Set down the whole listing below exactly. The pictures stay out.

PROVIDED RECORDS →
########################################
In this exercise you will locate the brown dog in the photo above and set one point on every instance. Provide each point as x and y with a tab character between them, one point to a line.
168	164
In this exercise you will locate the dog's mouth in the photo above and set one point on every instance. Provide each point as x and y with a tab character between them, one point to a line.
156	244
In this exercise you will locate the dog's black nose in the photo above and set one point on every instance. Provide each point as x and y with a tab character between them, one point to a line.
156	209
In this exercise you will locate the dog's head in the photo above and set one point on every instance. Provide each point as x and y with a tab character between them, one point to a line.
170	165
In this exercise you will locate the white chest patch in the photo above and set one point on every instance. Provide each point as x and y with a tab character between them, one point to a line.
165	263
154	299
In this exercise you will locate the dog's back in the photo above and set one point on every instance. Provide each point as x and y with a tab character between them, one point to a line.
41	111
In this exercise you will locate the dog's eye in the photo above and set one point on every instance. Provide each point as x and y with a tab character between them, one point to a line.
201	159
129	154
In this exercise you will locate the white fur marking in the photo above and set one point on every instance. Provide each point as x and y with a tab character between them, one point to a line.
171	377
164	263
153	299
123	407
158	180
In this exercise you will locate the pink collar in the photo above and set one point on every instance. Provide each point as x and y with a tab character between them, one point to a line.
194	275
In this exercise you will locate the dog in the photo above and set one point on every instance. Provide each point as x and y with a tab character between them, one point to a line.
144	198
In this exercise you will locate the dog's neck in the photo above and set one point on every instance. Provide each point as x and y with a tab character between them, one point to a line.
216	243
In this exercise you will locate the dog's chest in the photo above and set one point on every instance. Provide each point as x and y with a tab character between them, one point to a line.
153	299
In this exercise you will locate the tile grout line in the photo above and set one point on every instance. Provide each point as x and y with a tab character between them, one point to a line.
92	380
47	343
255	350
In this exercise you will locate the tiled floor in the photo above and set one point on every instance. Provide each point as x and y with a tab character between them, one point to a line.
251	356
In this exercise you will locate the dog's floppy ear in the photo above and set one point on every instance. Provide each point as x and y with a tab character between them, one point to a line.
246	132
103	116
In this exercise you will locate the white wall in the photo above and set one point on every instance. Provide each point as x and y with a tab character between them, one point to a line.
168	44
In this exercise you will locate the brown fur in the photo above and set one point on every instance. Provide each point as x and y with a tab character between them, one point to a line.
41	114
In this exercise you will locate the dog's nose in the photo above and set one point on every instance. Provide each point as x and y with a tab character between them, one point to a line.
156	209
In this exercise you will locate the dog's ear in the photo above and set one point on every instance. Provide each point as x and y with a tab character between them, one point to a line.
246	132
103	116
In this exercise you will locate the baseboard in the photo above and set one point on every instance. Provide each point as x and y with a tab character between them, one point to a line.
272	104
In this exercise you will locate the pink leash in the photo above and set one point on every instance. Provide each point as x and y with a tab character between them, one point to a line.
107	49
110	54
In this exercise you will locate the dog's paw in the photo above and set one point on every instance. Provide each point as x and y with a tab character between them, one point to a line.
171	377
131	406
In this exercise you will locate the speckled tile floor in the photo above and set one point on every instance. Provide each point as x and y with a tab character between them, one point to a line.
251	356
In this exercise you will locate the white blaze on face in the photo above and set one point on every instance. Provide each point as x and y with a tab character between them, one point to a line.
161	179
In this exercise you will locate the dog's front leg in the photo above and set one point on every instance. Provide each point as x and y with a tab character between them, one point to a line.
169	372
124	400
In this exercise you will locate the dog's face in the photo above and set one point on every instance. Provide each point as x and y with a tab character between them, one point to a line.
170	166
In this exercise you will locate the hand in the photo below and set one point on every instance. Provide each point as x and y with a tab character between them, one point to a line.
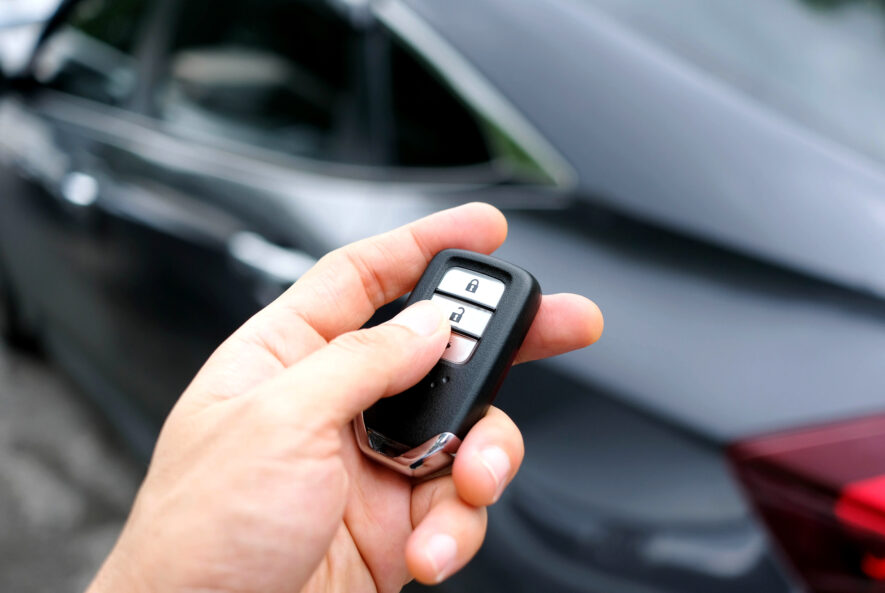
257	484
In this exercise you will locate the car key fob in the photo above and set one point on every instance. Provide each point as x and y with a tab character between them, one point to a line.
491	305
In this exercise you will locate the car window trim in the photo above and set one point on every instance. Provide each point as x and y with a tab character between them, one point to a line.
474	89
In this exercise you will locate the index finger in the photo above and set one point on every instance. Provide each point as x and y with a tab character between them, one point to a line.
343	290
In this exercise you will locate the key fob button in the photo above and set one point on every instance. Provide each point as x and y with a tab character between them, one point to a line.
459	349
472	286
463	316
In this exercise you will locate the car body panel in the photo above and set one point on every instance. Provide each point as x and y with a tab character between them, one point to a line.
702	158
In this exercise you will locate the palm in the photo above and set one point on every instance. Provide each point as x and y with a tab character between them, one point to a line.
371	538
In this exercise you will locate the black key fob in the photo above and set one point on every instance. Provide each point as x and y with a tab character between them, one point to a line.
491	305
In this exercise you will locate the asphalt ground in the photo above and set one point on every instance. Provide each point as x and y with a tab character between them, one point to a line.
66	482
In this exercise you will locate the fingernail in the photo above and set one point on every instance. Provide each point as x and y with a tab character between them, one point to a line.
441	550
497	462
423	318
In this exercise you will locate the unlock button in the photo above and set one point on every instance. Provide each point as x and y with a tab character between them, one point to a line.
463	316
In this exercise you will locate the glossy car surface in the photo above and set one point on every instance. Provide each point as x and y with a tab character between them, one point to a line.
166	169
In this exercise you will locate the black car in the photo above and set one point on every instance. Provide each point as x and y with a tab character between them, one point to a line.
711	173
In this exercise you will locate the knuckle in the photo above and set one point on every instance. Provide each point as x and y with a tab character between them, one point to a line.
364	342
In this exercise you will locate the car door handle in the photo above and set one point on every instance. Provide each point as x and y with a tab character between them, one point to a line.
272	263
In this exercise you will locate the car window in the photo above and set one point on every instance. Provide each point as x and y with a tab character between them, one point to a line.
91	54
431	126
273	73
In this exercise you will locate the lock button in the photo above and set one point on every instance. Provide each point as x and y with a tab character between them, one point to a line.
472	286
464	317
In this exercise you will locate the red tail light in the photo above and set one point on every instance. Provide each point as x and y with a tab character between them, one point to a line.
821	491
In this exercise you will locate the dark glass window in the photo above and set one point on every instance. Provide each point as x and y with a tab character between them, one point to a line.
274	73
432	127
91	55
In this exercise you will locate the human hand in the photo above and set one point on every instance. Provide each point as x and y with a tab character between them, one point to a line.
257	483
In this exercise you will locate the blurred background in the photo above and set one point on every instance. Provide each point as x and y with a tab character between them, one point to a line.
711	172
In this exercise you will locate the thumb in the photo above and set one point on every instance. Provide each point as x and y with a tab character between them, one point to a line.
354	370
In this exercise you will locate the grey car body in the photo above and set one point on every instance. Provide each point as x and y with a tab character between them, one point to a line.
733	245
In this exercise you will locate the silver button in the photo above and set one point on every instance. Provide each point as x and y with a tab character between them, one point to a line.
459	349
463	316
472	286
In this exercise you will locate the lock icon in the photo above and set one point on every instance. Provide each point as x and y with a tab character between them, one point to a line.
456	315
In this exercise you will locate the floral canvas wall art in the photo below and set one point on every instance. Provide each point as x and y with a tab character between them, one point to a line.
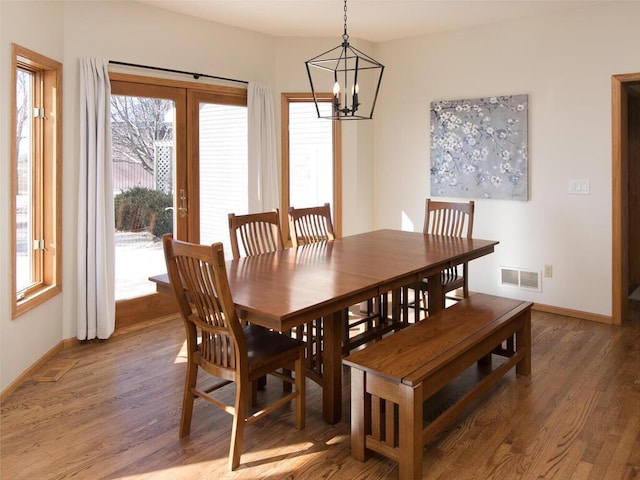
479	148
########################################
OUTPUT OF THE EXERCISE →
In this exercise you will locate the brown dog in the photo above and set one point on every instance. Provide each point as x and y with a tab character between them, one point to a line.
168	164
In this exercise you will locate the dog's mouth in the photo above and set one point on every instance. Provide each point as x and y with a tab character between them, one point to a line.
156	244
In this exercise you will locate the dog's black nose in the photo above and set one point on every instance. Provide each point as x and y with a tab character between them, one point to a line.
156	209
In this exercise you will locate the dog's head in the photo above and set one point on every instance. Provide each point as x and y with a tab character between them, one point to a line.
170	165
In this exercise you will locate the white chest patch in the photo above and set one point on every instance. Provide each point as x and y with a tab character between them, one point to a line.
165	263
154	299
In this exercise you will locate the dog's back in the photo above and set one point on every instance. Provide each point as x and y with a tab character between them, one point to a line.
41	111
In this exercise you will locate the dog's eye in the photo above and set one point on every instance. Provide each point as x and y with a tab character between them, one point to a line.
201	159
129	154
In this exercise you will locate the white fur marking in the photo above and set one point on every instance. Provide each point as x and y with a tab character between them, one point to a line.
171	377
164	263
153	299
123	407
158	180
In this exercise you will locate the pink collar in the photo above and set one point on every instance. Provide each point as x and y with a tab character between them, one point to a line.
194	275
In this exercise you will locate the dog in the photo above and set one point on every instance. Provide each point as x and y with a tab character between them, one point to a line.
144	198
In this exercise you will locate the dog's neck in the photo above and set one point on every instance. Provide each point as x and y with a tab character between them, one point to a line.
216	243
In this exercise you will locate the dog's chest in the photo above and set one point on every instance. Provide each point as x and y with a tab character between them, one point to a line.
153	299
In this exercise you will locate the tile grout line in the photo above and set one point on every instance. Provide each point as x and y with a tab character between them, one point to a line.
92	380
47	343
255	350
In this exercise you will locate the tiled floor in the photo above and set one point on every instance. Provide each point as x and y with a tab character between them, one point to a line.
251	356
In this exercise you will locate the dog's floppy ear in the photo above and set one point on every instance. Provide each point as x and y with a tab character between them, one point to a line.
246	132
103	116
In this exercise you will locate the white wall in the photo above and set one point on every instance. Provide each point as x and y with a tab character between them, one point to a line.
168	44
In this exercise you will locate the brown fur in the photo above and set one point on every instance. Provide each point as x and y with a tab character between them, one point to a line.
41	114
In this exercise you will locate the dog's nose in the photo above and set one point on every instance. Provide each point as x and y with a tab character between them, one point to a line.
156	209
In this exercise you will locate the dog's ear in the photo above and set one point on every instance. Provide each point as x and y with a tab character between them, one point to a line.
246	132
103	116
In this exercise you will locate the baseboard in the photo above and set one point on every instance. Provide each point as x and y with a tab character between them, one point to a line.
272	104
In this exercise you will locate the pink leash in the photo above and set one point on every instance. Provide each point as x and y with a tab character between them, one point to a line.
107	49
110	54
In this exercise you will locate the dog's paw in the photo above and set one point on every instance. Provide each point as x and y with a tab character between them, one point to a line.
171	377
131	406
In this exercise you will locate the speckled tile floor in the photo above and set one point on every instance. Provide each point as x and y with a tab character between them, one point to a line.
251	356
In this exercise you will locate the white blaze on face in the photo above and set one point on every instance. Provide each point as x and y with a tab character between them, one point to a line.
161	179
In this exercise you will locate the dog's front leg in the photo above and set one point on every instance. Provide each point as x and y with a tab character between them, one point to a line.
169	372
124	400
In this exercise you will locate the dog's face in the photo above and set one point on every instance. Provide each point as x and y with a tab character between them, one point to a line.
170	166
In this exercise you will locate the hand in the photo below and set one point on every instance. Provide each point as x and y with a tab character between them, one point to a line.
257	484
In this exercise you will locate the car key fob in the photo above and set one point on every instance. Provide each point as x and y with a tab character between them, one point to a line.
491	305
In this exercise you will locate the car window trim in the photo above and set one point on every instance. Provide each point as x and y with a tab character between them, one point to a line.
474	89
In this exercise you will locate the index finger in the photo above and set one point on every instance. Provide each point as x and y with a tab character between them, one point to a line.
343	290
In this exercise you will locate the key fob button in the photo above and set one point on every instance. Provide each point as x and y with a tab character between them, one point to a line.
459	349
472	286
463	316
In this exercise you will locate the car body panel in the photo above and set one point on every instance. Provide each point as x and y with a tab character between them, one point to a line.
702	158
In this exercise you will locate the palm in the photo above and set one point on every instance. Provide each point as x and y with a tab character between them, one point to a line.
371	538
In this exercise you will locate the black key fob in the photo above and set one point on every instance. Provide each point as x and y with a tab character between them, one point to a line.
491	305
In this exercise you will locate the asphalt ground in the photo above and set one point on every instance. Provide each point as x and y with a tab character between them, one point to a line.
66	482
In this exercise you will locate the fingernail in the photo above and set one point on every instance. Provide each point as x and y with a tab character between them, one point to a line.
441	550
497	462
423	318
In this exercise you will locate the unlock button in the photo above and set one point on every instance. Provide each point as x and y with a tab character between them, one point to a line.
463	316
In this exercise you will locate the glossy car surface in the photo above and set one point on every instance. Provide each point as x and y with a tab character between them, one point to a line.
166	169
In this exercise you will locate the black car in the photo above and set one point on every instance. Provide each point as x and y with a tab character between them, one point to a line.
711	173
In this exercise you will locate the knuckle in the photo above and set one point on every instance. Provide each point as x and y with a tab character between them, one point to a line.
364	342
In this exercise you will locate the car door handle in the photo above and set one point on every instance. Provide each point as x and y with a tab character between them, one point to a line.
272	263
In this exercise you will locate the car window in the photo above and set one point on every instance. Provide each point as x and y with a tab character between them, one point to a line.
91	54
431	126
273	73
In this exercise you will locate the lock button in the photo above and set one point on every instance. Provide each point as x and y with a tab character between them, one point to a line.
472	286
464	317
In this exercise you will locate the red tail light in the photo above and set one point on every instance. Provide each point as x and y with a tab character between them, one point to a line.
821	491
In this exercise you will locate the dark glass window in the photo above and set one point on every instance. Provide each point as x and y with a tab character between them, one point to a line.
274	73
432	127
91	55
In this exercise you will locate the human hand in the photo above and set one point on every instance. Provide each point as x and y with a tab character between them, one point to a line.
257	483
In this exercise you will locate the blurred background in the photo above and set one point on every instance. Provide each point as x and y with a tab character between them, one point to a line.
711	172
In this exercise you will locate the thumb in the photo above and set one point on every instance. Provide each point as x and y with a tab character between them, one point to a line.
354	370
In this exercise you will locate the grey car body in the photo above and set one point on every instance. Provide each point as x and y with a tab character between them, one point to a line.
733	245
In this exercise you will locate the silver button in the photo above and set one point on every instance. Provide each point as x and y with a tab character between them, one point to a line.
459	349
463	316
472	286
In this exercise you will locate the lock icon in the photo above and set one point on every instance. Provide each point as x and y with a tab character between them, one point to a line.
456	315
In this exercise you will locate the floral canvas wall art in the photo below and set one point on every instance. Provide each point as x and y with a tab character between them, one point to a line.
479	148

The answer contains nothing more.